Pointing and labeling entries
- - - - -

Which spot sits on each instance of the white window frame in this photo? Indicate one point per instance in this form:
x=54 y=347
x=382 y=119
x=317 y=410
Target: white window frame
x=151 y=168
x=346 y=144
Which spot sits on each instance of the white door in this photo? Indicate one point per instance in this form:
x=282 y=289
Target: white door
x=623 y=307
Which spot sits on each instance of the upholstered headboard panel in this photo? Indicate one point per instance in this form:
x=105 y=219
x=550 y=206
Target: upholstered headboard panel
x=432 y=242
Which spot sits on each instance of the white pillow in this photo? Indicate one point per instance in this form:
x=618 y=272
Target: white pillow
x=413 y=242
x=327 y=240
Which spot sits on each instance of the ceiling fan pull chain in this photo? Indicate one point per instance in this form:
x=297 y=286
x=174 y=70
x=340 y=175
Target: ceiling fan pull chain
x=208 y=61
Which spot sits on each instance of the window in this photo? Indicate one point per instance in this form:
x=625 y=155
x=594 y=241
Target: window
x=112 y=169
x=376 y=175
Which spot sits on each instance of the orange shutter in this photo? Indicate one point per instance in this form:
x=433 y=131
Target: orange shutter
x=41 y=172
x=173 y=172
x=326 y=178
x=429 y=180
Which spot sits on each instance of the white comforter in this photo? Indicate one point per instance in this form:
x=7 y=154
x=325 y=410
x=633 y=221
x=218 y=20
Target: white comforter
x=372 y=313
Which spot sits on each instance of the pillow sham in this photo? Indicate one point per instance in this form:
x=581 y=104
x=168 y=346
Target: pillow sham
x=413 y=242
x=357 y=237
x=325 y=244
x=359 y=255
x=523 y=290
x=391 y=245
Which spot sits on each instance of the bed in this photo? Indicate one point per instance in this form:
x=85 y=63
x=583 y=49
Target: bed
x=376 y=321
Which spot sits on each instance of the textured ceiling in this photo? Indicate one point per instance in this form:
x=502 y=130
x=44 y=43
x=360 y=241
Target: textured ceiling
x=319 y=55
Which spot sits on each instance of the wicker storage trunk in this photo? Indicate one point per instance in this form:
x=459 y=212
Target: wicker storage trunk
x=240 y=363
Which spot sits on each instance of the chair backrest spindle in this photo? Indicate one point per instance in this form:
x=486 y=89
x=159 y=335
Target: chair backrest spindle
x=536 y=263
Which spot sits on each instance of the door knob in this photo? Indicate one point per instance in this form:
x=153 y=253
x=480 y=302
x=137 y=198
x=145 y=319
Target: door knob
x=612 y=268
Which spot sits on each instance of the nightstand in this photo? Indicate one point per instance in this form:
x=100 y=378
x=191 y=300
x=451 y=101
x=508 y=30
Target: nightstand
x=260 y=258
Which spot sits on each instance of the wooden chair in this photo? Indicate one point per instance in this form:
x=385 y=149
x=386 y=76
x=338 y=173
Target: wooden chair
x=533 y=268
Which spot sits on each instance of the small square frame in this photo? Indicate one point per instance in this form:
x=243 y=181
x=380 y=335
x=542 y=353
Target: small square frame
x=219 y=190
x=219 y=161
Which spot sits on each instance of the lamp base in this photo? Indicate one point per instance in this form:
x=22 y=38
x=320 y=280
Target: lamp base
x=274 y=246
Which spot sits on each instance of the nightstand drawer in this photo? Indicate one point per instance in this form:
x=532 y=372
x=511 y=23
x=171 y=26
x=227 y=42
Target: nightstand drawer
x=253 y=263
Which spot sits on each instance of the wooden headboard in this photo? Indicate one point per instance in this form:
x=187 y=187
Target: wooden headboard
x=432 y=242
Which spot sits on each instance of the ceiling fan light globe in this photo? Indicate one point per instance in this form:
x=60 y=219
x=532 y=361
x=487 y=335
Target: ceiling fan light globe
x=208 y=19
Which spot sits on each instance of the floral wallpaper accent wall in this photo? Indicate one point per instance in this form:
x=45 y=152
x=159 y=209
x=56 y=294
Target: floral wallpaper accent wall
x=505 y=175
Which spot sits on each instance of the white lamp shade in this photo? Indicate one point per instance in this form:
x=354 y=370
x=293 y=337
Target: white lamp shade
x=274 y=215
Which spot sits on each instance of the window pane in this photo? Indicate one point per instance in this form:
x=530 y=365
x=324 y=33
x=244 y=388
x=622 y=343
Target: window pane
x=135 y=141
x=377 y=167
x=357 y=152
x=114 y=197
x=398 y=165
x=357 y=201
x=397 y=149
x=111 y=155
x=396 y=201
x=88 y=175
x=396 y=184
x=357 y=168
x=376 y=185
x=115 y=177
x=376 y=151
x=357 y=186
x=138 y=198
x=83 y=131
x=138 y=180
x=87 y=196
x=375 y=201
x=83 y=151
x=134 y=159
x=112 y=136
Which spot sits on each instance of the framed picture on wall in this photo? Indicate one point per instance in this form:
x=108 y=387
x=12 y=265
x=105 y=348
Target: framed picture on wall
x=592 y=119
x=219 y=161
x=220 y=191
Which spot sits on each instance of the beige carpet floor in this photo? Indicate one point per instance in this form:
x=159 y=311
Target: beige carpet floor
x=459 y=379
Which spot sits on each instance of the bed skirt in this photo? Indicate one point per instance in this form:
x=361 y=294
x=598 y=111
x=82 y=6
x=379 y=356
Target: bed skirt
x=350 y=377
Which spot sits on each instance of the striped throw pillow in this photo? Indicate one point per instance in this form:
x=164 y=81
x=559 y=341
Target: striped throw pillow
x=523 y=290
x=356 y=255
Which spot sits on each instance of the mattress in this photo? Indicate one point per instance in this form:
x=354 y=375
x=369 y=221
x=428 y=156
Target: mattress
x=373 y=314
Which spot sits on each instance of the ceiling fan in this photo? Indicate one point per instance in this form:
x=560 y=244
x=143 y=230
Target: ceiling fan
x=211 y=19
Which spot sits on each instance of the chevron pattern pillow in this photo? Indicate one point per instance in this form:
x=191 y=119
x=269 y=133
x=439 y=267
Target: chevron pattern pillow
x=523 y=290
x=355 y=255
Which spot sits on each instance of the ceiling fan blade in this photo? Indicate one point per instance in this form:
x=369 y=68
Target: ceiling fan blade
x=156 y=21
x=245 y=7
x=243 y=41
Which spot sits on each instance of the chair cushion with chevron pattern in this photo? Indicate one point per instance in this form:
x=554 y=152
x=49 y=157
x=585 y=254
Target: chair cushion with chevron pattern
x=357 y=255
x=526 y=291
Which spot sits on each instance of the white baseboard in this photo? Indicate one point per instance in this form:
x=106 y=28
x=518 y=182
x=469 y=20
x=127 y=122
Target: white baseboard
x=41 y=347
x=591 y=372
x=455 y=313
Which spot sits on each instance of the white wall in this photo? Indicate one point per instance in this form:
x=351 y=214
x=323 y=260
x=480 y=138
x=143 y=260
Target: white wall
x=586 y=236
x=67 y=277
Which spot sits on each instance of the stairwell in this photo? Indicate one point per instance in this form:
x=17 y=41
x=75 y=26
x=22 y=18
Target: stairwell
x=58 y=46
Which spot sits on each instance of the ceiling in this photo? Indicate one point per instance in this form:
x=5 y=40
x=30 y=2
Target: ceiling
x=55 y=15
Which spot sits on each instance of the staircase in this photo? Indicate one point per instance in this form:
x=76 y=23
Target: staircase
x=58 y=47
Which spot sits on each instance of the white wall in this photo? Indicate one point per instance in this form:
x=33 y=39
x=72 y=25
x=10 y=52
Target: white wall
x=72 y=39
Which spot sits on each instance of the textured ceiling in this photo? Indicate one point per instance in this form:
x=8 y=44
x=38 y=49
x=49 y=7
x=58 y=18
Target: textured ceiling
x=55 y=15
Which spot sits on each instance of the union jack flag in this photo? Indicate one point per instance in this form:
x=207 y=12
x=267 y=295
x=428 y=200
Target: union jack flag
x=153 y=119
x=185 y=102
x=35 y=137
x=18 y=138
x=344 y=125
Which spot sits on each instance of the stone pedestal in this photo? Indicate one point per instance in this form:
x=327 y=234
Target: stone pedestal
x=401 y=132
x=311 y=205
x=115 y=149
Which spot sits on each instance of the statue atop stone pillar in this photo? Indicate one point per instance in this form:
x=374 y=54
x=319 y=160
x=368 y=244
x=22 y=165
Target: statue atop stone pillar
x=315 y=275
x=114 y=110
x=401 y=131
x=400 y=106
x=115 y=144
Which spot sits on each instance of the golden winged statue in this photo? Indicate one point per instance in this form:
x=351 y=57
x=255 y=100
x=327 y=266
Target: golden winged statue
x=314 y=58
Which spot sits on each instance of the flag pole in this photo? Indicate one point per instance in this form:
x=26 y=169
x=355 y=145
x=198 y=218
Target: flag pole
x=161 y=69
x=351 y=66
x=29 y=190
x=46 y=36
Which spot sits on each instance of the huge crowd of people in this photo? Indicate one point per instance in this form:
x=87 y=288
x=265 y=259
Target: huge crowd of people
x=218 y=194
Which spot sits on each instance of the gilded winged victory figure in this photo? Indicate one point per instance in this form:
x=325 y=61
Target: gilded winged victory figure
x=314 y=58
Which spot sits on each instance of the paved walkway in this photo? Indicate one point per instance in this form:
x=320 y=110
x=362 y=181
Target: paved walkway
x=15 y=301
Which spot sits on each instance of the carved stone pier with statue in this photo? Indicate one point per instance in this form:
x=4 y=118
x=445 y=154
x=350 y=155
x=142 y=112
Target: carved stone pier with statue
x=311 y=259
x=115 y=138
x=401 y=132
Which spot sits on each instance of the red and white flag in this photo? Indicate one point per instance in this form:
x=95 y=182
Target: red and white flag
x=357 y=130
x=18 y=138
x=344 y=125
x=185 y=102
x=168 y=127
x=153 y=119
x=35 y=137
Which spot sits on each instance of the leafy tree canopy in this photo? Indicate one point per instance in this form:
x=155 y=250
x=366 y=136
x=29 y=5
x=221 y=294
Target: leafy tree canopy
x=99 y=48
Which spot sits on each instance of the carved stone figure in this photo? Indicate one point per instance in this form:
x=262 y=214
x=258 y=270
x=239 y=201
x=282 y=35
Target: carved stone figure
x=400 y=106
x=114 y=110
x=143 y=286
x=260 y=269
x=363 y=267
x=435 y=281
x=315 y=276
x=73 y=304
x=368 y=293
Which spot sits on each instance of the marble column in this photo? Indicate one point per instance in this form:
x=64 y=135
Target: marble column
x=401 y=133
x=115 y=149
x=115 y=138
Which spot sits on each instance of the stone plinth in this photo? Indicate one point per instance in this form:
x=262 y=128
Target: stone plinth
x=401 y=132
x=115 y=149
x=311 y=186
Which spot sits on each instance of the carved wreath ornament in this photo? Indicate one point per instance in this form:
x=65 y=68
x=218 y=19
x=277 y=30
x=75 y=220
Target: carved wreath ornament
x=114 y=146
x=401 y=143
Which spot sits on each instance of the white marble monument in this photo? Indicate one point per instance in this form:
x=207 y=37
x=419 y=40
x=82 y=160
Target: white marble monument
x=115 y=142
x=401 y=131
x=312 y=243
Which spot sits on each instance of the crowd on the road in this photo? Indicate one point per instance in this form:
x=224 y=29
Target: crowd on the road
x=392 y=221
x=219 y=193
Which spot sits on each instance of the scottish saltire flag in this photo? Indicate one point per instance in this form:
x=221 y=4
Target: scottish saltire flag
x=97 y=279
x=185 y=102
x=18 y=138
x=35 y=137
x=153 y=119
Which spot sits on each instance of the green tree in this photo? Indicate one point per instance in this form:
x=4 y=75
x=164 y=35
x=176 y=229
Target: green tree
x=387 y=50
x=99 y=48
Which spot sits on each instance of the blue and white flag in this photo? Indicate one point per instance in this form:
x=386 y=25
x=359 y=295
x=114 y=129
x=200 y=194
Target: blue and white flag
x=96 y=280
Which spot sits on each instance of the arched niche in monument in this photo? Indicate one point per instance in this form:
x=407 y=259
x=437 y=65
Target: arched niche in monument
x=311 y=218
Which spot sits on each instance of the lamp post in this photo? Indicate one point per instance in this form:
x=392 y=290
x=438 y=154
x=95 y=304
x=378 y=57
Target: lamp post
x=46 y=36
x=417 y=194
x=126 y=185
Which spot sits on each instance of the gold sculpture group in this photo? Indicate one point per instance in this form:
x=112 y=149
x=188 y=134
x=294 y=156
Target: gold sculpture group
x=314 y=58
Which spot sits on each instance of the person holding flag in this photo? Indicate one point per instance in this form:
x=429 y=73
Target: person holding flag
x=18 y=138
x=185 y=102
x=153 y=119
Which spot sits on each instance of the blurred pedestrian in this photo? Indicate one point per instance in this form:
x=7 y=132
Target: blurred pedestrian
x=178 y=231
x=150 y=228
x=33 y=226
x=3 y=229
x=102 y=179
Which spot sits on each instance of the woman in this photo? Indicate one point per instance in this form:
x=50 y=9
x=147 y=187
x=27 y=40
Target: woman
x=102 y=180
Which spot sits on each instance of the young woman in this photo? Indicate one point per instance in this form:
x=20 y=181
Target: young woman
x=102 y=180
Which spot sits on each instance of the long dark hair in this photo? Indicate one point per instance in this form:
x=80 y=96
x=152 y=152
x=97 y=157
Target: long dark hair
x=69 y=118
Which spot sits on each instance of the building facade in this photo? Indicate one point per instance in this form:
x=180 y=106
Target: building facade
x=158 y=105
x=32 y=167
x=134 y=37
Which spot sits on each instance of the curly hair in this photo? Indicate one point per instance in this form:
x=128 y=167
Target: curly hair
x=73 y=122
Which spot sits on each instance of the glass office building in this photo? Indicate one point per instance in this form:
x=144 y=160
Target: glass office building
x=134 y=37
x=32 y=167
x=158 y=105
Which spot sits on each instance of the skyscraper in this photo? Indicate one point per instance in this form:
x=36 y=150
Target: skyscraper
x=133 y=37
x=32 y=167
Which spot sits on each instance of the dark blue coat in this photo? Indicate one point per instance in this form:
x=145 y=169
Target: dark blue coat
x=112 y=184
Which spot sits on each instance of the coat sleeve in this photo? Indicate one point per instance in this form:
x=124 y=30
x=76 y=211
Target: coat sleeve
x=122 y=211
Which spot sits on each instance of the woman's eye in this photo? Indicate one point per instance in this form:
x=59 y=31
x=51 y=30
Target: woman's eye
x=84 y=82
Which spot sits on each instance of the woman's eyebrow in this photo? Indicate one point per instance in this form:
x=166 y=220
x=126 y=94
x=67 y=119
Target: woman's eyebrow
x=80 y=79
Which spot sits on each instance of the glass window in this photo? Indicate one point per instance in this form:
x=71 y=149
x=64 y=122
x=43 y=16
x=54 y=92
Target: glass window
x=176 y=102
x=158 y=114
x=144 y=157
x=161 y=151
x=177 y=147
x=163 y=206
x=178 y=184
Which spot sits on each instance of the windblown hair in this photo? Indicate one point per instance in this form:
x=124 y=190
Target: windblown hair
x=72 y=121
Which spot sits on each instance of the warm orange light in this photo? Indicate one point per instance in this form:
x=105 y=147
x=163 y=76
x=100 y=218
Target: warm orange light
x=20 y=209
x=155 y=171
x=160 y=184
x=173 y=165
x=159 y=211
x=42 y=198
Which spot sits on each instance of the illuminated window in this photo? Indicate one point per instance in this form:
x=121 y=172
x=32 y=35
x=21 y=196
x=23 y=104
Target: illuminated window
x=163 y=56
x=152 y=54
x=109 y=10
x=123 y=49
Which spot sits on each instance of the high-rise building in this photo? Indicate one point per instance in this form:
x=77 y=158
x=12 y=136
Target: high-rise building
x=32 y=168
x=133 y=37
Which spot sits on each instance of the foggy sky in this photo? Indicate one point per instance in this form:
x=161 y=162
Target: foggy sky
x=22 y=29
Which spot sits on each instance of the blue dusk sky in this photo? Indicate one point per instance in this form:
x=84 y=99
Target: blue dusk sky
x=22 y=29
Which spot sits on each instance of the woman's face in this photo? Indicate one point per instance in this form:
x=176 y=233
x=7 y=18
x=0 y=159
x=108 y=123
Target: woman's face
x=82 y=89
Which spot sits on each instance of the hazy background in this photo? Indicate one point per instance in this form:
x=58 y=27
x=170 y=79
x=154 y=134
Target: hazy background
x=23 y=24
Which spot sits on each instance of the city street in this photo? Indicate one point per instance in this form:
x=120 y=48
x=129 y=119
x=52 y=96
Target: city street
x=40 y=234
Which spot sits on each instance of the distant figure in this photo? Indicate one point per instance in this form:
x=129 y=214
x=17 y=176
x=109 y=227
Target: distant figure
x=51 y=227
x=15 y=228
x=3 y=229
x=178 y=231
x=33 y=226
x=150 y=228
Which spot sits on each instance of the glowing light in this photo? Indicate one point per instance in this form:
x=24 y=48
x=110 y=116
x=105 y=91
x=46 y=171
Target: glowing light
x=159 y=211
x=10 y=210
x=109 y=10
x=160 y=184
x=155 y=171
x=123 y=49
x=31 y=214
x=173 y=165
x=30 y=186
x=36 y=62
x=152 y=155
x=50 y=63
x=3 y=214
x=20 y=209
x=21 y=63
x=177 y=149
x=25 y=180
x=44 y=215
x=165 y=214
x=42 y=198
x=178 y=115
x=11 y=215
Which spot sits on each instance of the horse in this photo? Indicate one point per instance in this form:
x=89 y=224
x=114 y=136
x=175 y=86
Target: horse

- - - - -

# Set task:
Restate word for word the lines from the one holding "Which spot sits on each instance of the warm" to the end of the listing, both ends included, and nothing more.

# Finished exercise:
Which spot sits on each instance of the warm orange light in this photo? Indicate one point per instance in this form:
x=105 y=147
x=163 y=76
x=100 y=218
Target: warm orange light
x=20 y=209
x=155 y=171
x=160 y=184
x=173 y=165
x=159 y=211
x=42 y=198
Which spot sits on each instance of the illuminated window in this photo? Indicate one point per instance in this form:
x=121 y=172
x=32 y=35
x=21 y=196
x=23 y=104
Target: illuminated window
x=163 y=56
x=152 y=54
x=109 y=10
x=123 y=49
Which spot sits on each instance of the high-rise building in this photo? Indicate one point per instance in this form:
x=77 y=158
x=12 y=136
Target: high-rise building
x=32 y=168
x=133 y=37
Which spot sits on each instance of the foggy sky in this photo? Indicate one point per instance in this form:
x=161 y=162
Target: foggy sky
x=22 y=29
Which spot sits on each instance of the blue dusk sky in this photo? Indicate one point per instance in this form:
x=84 y=99
Target: blue dusk sky
x=22 y=29
Which spot sits on each instance of the woman's face in this photo? Indicate one point per instance in this form:
x=176 y=233
x=7 y=18
x=0 y=159
x=108 y=123
Target: woman's face
x=82 y=89
Which spot sits on each instance of the hazy background in this photo? Indicate one point per instance in this form:
x=58 y=27
x=170 y=79
x=154 y=134
Target: hazy background
x=23 y=24
Which spot sits on each instance of the city street in this photo? Indicate one point per instance in this form:
x=120 y=48
x=129 y=119
x=52 y=96
Target: city street
x=40 y=234
Which spot sits on each instance of the distant figure in this photo? Indicate one point per instance in this form:
x=129 y=214
x=17 y=176
x=109 y=227
Target: distant figure
x=51 y=227
x=15 y=228
x=3 y=229
x=178 y=231
x=33 y=226
x=150 y=228
Which spot sits on each instance of the glowing light in this photo? Indicate one point per instance in this form:
x=24 y=48
x=110 y=116
x=105 y=91
x=46 y=171
Target: glowing light
x=159 y=211
x=10 y=210
x=109 y=10
x=160 y=184
x=155 y=171
x=123 y=49
x=31 y=214
x=173 y=165
x=30 y=186
x=36 y=62
x=152 y=155
x=50 y=63
x=3 y=214
x=20 y=209
x=21 y=63
x=177 y=149
x=25 y=180
x=44 y=215
x=165 y=214
x=42 y=198
x=178 y=115
x=11 y=215
Which spot sits on each instance of the horse in this photo? Indicate one point per instance in this form:
x=89 y=224
x=114 y=136
x=175 y=86
Target: horse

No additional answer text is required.